**Records to use:**
==*==
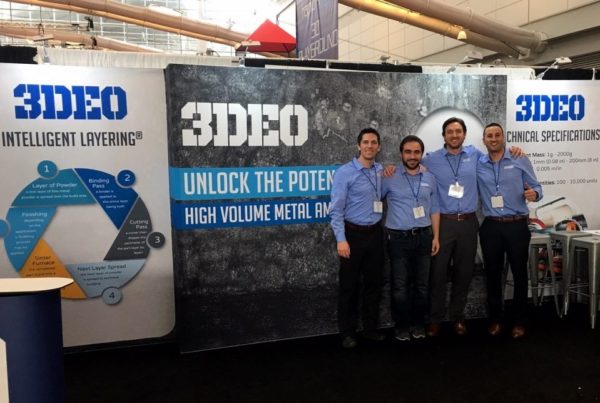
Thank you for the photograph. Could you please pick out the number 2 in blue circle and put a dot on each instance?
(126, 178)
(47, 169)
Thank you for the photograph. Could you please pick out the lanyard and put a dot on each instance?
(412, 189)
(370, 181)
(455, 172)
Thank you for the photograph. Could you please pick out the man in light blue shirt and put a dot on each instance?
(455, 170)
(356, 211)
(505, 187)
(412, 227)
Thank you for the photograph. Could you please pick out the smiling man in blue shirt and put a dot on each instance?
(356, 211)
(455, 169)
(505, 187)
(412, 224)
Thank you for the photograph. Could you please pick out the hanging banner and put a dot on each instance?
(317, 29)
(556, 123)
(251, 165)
==*==
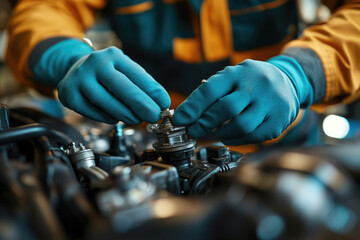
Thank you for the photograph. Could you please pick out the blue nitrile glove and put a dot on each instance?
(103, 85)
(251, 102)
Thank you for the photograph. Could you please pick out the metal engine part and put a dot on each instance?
==*==
**Task directions:** Put the lines in the stretch from the one containing "glove and put a dot on each instance?" through the one containing "part and put a dot on each instance?" into a numbered list, leaving out any blank lines.

**Task output:**
1. Thank you for the photograph. Could you please pick out the blue nitrile glove and put a dot on each instance?
2. (103, 85)
3. (251, 102)
4. Thank you for the photograph. Could you please pick out the metal engine part and put a dot on each instance?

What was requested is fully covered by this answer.